**ABOUT THIS EXERCISE:**
For the records below, copy exactly the span that begins at the line containing "Target: blue sky" and stops after the line containing "Target: white t-shirt", minus any pictures.

Image point grounding data:
--------

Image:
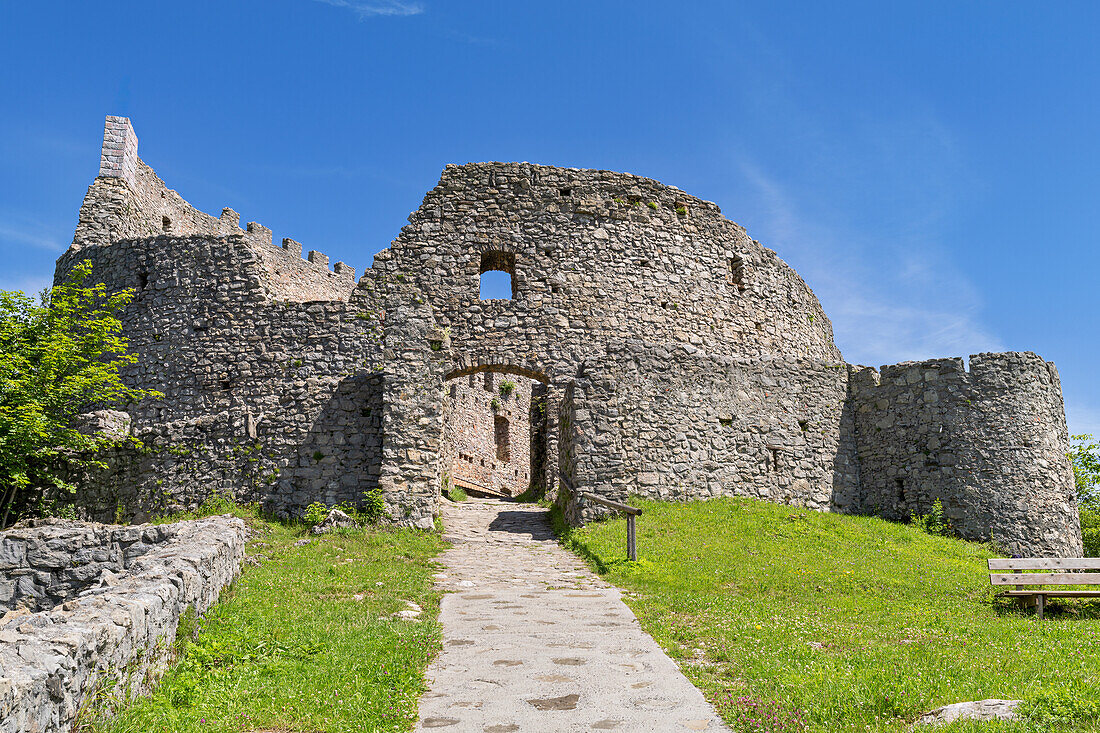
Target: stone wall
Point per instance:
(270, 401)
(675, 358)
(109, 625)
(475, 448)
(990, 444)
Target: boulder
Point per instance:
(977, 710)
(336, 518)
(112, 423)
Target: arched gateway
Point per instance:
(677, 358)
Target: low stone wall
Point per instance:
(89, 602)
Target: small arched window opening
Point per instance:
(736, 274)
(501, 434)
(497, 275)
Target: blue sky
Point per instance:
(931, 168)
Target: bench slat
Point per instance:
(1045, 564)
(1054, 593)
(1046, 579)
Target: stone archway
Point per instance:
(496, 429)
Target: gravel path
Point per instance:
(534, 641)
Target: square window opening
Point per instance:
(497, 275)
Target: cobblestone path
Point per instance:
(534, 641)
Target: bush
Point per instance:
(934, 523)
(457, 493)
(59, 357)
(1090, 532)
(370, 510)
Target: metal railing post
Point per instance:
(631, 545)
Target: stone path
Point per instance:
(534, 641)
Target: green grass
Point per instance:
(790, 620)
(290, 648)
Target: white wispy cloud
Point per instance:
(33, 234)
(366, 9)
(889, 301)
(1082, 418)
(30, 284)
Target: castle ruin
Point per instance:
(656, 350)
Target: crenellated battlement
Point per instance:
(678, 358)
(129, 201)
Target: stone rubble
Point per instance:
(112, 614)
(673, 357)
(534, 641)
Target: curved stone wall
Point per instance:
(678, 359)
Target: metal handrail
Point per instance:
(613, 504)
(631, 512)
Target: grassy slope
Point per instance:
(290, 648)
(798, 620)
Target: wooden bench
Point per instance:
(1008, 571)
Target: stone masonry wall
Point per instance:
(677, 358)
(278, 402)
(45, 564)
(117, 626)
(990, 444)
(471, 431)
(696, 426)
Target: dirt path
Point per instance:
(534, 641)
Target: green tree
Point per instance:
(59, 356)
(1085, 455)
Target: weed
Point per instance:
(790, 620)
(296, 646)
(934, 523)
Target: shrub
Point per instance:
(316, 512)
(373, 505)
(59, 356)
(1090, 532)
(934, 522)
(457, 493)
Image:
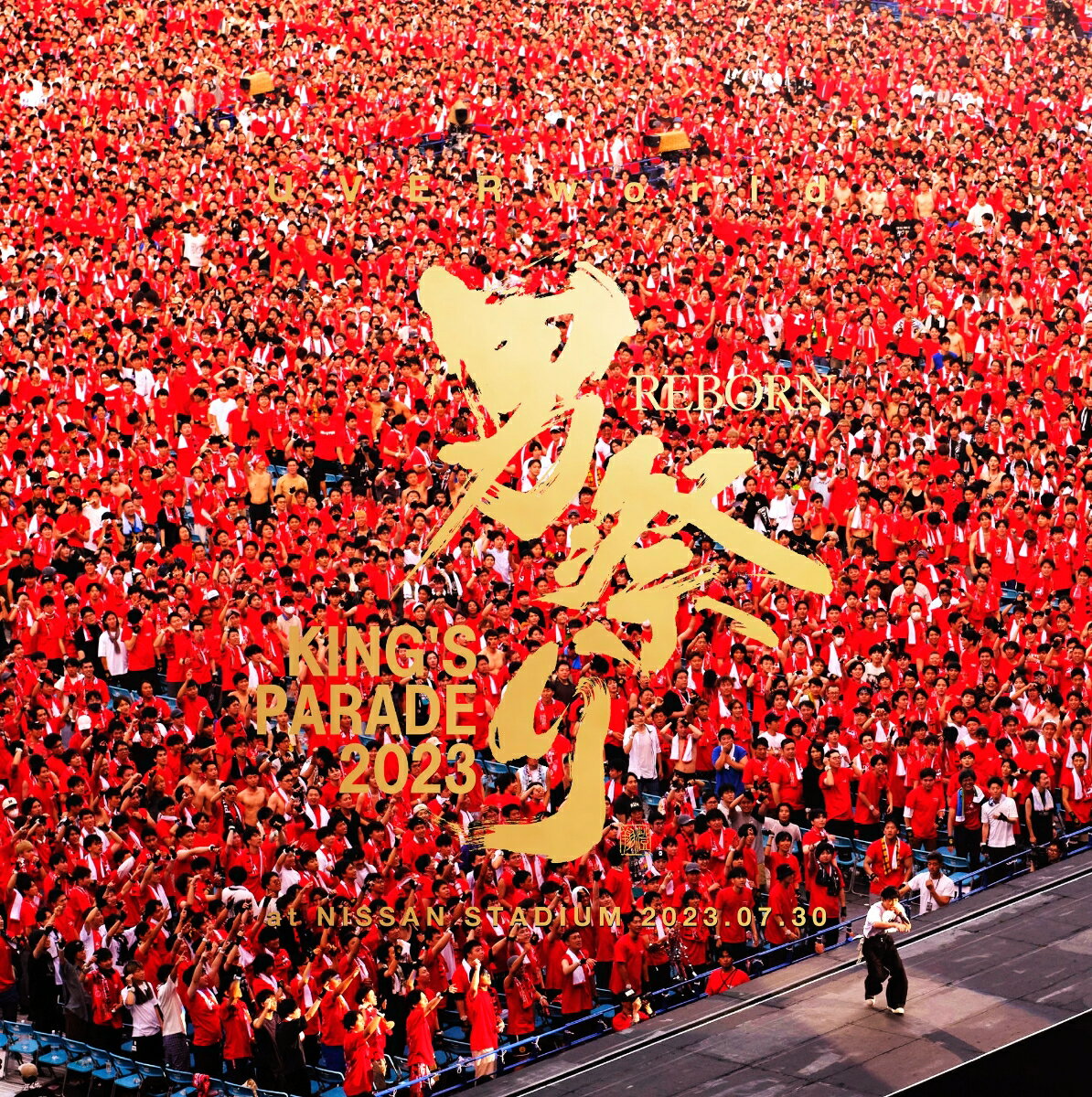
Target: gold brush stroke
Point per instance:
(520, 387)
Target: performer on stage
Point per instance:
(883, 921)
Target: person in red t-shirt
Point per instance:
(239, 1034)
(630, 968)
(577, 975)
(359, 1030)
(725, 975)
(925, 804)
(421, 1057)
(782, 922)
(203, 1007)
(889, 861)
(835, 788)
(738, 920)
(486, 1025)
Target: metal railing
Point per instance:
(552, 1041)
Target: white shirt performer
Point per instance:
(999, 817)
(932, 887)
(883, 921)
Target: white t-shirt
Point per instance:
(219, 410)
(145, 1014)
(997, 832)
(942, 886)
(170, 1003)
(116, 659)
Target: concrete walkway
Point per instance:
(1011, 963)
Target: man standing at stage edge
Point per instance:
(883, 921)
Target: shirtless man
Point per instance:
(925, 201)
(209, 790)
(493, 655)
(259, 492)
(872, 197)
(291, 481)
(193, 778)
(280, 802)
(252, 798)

--------

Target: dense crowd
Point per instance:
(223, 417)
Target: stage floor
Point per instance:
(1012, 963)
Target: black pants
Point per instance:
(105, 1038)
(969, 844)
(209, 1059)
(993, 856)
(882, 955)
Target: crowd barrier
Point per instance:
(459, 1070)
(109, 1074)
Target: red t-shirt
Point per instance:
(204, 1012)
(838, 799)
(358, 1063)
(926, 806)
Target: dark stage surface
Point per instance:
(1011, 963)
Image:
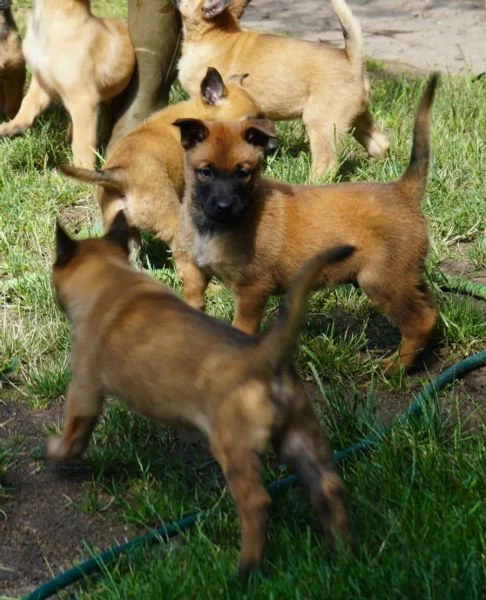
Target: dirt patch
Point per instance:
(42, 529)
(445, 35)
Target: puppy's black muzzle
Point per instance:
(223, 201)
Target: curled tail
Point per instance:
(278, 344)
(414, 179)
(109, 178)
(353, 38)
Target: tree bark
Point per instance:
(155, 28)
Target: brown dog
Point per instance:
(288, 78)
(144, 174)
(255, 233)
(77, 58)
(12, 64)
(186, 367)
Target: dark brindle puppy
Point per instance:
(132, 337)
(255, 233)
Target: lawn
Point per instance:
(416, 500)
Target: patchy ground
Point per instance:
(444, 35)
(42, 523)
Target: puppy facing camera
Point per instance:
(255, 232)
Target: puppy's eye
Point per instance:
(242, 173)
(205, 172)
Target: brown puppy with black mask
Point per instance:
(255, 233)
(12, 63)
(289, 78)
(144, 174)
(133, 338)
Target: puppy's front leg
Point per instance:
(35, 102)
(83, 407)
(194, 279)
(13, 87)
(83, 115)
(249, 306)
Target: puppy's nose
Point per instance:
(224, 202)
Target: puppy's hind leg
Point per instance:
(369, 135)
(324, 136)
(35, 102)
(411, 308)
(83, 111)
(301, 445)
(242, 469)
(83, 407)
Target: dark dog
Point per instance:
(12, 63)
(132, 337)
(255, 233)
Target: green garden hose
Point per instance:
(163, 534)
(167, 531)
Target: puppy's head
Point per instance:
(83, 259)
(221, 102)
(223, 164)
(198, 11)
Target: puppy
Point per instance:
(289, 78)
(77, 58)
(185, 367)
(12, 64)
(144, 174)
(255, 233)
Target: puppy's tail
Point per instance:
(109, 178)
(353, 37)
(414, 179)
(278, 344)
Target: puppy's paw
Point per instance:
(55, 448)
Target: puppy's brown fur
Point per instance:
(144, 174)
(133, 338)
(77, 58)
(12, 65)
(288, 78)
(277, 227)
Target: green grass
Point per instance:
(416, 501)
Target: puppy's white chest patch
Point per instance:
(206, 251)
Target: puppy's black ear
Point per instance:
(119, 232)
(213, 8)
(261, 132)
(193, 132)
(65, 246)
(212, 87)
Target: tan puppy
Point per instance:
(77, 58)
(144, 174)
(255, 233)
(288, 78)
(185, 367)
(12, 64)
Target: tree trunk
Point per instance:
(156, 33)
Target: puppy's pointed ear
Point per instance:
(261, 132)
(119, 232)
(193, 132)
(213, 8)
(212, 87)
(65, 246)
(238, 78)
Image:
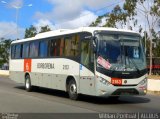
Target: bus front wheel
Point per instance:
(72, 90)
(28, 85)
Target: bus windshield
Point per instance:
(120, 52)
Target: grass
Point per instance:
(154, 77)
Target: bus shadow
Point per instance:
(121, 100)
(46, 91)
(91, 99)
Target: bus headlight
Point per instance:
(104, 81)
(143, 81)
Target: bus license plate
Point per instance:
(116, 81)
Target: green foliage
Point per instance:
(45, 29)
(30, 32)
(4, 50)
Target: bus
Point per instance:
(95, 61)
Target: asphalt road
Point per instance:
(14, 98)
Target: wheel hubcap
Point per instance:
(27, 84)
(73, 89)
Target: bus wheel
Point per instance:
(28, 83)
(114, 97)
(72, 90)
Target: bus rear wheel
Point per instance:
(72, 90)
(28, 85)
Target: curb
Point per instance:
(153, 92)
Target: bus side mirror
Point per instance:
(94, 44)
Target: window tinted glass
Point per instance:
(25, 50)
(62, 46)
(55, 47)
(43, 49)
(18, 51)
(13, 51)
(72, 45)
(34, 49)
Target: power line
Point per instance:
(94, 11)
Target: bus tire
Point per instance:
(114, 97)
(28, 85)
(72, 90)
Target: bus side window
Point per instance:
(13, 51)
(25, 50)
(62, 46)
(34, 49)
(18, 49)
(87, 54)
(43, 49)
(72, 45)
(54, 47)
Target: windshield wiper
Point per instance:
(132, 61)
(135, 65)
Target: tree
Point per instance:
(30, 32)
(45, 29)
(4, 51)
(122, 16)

--------

**SOLUTION BELOW:**
Target: blue sky
Point per instance:
(931, 168)
Target: bench slat
Point per instance:
(1045, 564)
(1054, 593)
(1046, 579)
Target: stone archway
Point per instance:
(496, 429)
Target: gravel path
Point per instance:
(534, 641)
Target: square window opening
Point per instance:
(497, 275)
Target: cobblestone path
Point per instance:
(534, 641)
Target: bush
Point per instance:
(934, 523)
(457, 493)
(59, 357)
(1090, 532)
(370, 510)
Target: metal railing post
Point per instance:
(631, 545)
Target: stone path
Point per instance:
(534, 641)
Target: green grass
Point per instance:
(790, 620)
(290, 648)
Target: white wispy cloud
Point per instance:
(33, 234)
(366, 9)
(889, 301)
(1082, 418)
(30, 284)
Target: castle ruin
Point per instance:
(656, 350)
Target: crenellated battlement
Point per instance:
(678, 358)
(129, 201)
Target: stone rubble
Point per instance:
(112, 614)
(673, 357)
(534, 641)
Target: curved stone wall
Point per instance:
(678, 359)
Target: metal handrail
Point per instance:
(613, 504)
(631, 512)
Target: grassy slope
Point per instance:
(290, 648)
(798, 620)
Target: wooden bench
Point per instance:
(1008, 571)
Target: stone masonry wall
Point per instance:
(677, 358)
(278, 402)
(45, 564)
(117, 626)
(990, 444)
(471, 431)
(696, 426)
Target: dirt path
Point per instance:
(534, 641)
Target: green tree
Point per instance:
(59, 356)
(1085, 455)
Target: weed
Point per instance:
(790, 620)
(296, 646)
(934, 523)
Target: shrub
Point per instance:
(316, 512)
(373, 505)
(59, 356)
(1090, 532)
(934, 522)
(457, 493)
Image:
Target: gold brush stroke
Point per instance:
(520, 387)
Target: performer on stage
Point per instance:
(883, 921)
Target: person in red t-shirt
Point per instance:
(239, 1034)
(630, 968)
(577, 975)
(359, 1030)
(725, 975)
(925, 804)
(421, 1057)
(782, 922)
(203, 1007)
(889, 861)
(835, 788)
(738, 920)
(486, 1025)
Target: metal railing
Point per instance:
(552, 1041)
Target: white shirt performer
Point per instance:
(999, 817)
(932, 887)
(883, 921)
Target: white t-shirt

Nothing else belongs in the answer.